What is asked »
Count the lines below that contain the string "seated", treating uppercase and lowercase as different. Reply with the number alone.

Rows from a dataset
━━━━━━━━━━━━━━━━━━━━━━━━━━━━━━

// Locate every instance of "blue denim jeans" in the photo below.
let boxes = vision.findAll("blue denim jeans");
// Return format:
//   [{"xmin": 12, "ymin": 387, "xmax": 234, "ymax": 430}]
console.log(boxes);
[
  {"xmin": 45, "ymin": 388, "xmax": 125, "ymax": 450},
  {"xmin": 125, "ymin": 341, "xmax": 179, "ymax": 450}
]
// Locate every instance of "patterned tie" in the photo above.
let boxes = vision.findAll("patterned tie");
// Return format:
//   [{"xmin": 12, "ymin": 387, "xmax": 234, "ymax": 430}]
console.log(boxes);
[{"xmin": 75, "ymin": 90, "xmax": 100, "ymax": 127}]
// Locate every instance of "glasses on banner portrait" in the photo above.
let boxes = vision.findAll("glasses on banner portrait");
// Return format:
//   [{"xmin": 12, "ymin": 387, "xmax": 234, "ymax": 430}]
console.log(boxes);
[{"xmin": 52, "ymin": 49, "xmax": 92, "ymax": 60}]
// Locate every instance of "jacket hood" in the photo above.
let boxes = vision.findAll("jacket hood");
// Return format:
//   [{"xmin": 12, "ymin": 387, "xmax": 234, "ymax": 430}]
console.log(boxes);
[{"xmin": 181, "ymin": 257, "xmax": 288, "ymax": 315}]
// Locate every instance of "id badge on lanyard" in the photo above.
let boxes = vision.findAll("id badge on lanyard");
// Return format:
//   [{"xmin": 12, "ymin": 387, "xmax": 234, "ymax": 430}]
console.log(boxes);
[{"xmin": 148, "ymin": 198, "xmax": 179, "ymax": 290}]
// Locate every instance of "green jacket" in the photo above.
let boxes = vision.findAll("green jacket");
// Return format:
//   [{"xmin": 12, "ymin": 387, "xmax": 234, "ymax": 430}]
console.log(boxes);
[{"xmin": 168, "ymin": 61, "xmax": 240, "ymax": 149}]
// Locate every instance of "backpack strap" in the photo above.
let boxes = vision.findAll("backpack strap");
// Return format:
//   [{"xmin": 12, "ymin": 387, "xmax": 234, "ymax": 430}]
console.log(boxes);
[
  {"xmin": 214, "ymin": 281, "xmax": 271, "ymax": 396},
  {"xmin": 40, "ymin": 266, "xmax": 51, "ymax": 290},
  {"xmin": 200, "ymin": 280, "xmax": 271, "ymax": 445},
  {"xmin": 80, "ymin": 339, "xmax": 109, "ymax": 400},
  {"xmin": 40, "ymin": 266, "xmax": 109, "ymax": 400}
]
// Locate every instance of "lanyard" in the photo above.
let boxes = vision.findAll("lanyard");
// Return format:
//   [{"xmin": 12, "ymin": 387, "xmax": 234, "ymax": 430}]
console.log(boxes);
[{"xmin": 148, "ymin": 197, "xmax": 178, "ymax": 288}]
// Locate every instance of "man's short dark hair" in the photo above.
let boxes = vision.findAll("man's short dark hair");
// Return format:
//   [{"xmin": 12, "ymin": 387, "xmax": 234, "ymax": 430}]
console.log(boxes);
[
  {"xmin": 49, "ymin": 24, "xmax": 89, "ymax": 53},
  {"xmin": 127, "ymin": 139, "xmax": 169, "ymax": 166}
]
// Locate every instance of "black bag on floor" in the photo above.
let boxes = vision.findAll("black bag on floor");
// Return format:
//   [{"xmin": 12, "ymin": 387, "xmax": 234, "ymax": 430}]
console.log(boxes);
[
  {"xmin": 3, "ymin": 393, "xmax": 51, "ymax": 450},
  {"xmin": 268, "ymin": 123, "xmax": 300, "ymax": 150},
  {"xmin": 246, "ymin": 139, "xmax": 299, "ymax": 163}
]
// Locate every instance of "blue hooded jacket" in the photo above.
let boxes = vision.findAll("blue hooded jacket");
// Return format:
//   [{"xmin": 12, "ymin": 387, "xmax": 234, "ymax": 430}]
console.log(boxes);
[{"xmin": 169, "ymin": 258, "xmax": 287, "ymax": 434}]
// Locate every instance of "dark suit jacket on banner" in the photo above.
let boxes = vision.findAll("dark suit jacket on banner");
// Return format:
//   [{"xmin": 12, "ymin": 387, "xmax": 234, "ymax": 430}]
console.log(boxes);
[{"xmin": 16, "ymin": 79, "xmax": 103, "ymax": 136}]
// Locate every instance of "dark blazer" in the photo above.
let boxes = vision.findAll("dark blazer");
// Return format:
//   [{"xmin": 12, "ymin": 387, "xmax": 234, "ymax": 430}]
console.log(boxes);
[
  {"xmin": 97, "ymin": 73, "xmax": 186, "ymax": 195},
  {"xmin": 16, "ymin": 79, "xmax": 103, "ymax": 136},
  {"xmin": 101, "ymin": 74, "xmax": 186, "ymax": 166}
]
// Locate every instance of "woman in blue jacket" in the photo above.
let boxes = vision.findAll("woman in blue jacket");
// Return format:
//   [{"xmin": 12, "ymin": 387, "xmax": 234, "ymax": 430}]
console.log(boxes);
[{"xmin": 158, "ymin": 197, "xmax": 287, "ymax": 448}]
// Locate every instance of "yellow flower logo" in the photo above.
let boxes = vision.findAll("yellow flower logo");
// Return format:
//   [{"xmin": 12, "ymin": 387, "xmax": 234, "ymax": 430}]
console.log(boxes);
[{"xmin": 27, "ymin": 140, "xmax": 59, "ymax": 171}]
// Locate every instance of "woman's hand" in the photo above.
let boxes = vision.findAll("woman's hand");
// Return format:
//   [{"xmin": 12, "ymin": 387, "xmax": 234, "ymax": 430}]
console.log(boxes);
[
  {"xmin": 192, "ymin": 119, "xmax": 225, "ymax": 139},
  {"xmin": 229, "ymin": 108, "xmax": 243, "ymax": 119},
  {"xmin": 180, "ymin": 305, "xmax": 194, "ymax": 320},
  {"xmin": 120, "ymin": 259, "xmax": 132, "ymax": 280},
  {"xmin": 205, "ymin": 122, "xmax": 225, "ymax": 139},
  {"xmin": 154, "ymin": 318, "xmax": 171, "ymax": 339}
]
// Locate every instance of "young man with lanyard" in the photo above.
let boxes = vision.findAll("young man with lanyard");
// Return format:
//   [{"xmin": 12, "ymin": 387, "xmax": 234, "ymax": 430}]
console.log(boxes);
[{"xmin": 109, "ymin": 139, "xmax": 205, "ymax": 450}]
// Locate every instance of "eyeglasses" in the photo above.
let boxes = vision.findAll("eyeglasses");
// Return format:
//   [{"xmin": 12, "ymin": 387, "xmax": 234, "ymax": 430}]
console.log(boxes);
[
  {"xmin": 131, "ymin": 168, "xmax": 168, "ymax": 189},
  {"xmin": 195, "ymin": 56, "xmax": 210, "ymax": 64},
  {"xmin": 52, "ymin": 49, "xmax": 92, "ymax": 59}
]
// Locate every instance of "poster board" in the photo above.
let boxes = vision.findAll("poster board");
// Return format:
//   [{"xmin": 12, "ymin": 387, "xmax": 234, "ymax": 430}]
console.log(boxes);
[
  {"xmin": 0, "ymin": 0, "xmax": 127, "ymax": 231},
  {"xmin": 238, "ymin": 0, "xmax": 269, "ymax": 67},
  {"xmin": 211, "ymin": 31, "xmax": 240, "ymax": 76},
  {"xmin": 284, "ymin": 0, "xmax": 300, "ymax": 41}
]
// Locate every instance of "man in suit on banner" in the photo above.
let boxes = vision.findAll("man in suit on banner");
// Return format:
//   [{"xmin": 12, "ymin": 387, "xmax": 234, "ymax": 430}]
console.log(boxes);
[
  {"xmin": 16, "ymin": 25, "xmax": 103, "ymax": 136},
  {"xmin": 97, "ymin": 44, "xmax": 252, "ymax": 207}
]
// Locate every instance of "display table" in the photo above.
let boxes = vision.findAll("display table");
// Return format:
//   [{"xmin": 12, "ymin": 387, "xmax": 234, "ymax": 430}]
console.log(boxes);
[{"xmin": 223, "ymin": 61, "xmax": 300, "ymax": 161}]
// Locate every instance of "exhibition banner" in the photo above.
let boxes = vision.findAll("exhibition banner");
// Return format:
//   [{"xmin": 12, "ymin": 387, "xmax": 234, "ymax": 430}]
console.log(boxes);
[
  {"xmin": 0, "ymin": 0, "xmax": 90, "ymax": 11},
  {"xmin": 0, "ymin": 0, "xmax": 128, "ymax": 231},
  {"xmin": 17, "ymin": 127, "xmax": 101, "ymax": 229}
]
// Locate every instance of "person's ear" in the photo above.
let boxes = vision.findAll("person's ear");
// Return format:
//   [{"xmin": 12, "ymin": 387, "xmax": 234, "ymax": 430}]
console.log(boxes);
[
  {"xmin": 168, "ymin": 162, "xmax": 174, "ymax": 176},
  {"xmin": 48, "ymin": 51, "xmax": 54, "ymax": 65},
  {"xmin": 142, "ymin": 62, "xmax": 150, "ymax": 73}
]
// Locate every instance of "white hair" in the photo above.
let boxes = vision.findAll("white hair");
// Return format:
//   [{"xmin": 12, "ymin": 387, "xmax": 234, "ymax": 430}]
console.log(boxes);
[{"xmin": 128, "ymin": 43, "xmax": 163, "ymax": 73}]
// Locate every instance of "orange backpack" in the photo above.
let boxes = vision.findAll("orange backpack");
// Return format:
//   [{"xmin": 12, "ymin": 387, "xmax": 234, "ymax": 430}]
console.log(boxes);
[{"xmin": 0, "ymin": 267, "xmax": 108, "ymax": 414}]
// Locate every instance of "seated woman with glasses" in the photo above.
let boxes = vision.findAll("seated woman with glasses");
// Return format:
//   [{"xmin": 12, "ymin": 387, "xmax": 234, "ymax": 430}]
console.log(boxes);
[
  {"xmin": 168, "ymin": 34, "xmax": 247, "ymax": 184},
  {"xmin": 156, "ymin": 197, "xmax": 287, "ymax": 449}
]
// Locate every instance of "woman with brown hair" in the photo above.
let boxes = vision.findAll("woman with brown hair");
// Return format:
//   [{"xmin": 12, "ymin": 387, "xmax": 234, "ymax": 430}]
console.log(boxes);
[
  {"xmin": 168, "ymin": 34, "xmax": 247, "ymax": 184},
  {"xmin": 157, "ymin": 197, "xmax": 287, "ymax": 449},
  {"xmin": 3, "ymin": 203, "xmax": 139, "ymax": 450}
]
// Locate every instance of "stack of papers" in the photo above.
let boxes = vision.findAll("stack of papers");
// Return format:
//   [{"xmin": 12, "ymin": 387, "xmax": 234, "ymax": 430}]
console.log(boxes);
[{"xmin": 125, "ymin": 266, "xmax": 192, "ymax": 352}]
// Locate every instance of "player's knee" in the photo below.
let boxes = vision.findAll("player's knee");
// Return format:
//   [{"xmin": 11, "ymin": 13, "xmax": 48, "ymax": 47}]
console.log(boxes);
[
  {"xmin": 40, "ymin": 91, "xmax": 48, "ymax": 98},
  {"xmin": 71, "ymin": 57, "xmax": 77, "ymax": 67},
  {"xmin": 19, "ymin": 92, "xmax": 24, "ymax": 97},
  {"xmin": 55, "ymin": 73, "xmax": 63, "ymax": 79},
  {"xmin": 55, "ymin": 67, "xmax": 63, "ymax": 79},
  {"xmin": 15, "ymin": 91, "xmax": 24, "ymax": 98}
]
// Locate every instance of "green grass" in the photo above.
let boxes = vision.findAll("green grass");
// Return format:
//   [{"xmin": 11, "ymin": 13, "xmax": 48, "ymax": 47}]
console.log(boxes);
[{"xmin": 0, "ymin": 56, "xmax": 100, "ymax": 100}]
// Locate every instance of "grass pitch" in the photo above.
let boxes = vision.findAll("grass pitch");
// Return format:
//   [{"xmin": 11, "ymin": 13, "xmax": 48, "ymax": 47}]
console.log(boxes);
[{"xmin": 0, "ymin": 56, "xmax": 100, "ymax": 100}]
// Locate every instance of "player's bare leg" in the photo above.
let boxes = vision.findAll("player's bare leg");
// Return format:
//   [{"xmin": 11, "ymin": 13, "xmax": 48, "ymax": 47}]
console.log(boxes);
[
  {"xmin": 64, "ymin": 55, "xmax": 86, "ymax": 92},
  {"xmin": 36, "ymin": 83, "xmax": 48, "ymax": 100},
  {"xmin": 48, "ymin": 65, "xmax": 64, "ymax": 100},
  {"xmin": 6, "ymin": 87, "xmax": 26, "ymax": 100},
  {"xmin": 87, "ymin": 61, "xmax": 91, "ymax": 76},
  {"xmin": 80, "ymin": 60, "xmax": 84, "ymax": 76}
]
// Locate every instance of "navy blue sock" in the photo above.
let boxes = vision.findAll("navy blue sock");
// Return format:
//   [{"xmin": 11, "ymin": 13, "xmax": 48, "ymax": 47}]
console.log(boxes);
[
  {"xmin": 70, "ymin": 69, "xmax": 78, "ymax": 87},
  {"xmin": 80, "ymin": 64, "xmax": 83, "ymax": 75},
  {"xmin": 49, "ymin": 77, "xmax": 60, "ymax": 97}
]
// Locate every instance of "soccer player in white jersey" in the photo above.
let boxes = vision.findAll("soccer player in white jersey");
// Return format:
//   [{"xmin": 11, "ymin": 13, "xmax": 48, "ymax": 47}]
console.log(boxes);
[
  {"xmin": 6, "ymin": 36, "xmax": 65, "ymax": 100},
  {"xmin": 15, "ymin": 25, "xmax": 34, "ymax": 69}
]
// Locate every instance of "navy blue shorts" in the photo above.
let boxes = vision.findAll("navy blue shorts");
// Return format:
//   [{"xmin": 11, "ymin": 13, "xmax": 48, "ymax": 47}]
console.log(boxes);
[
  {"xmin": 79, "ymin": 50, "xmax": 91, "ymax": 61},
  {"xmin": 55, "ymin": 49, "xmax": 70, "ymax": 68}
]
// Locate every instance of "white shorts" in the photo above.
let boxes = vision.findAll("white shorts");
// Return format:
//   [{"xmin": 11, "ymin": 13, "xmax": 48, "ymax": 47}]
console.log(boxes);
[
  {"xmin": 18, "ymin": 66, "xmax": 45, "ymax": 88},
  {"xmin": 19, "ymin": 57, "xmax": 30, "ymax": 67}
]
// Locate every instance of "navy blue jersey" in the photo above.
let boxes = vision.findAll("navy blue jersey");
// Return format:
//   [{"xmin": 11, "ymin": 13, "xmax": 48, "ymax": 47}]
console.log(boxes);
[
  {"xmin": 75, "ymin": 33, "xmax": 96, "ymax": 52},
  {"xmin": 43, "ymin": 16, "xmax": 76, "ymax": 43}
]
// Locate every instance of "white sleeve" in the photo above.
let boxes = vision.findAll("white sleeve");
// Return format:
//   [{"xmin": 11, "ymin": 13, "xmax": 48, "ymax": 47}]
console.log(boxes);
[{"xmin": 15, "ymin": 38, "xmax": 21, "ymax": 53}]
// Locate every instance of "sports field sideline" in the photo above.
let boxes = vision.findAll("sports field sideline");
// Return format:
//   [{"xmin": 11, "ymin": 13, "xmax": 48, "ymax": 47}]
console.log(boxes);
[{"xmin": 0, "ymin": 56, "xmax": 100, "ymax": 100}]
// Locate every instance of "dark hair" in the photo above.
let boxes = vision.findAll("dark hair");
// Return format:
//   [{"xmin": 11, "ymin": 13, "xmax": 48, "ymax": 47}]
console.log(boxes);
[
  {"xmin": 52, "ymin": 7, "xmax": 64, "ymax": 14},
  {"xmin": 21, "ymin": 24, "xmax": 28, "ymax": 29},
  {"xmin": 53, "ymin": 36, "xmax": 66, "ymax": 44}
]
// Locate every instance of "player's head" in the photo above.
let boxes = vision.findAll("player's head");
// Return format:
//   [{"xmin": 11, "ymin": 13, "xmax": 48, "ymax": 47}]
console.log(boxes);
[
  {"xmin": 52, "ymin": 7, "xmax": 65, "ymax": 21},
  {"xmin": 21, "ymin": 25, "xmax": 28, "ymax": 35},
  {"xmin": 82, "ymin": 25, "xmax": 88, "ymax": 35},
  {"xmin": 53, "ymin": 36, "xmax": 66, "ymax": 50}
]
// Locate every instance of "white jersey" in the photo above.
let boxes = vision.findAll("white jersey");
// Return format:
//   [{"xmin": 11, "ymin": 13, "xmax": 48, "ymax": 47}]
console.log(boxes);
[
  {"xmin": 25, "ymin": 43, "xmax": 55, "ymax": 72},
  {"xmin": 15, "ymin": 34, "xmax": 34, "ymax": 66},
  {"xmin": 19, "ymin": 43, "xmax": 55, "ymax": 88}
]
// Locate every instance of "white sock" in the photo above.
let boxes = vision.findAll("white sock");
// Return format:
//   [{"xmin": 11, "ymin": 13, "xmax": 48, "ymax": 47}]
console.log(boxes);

━━━━━━━━━━━━━━━━━━━━━━━━━━━━━━

Exercise response »
2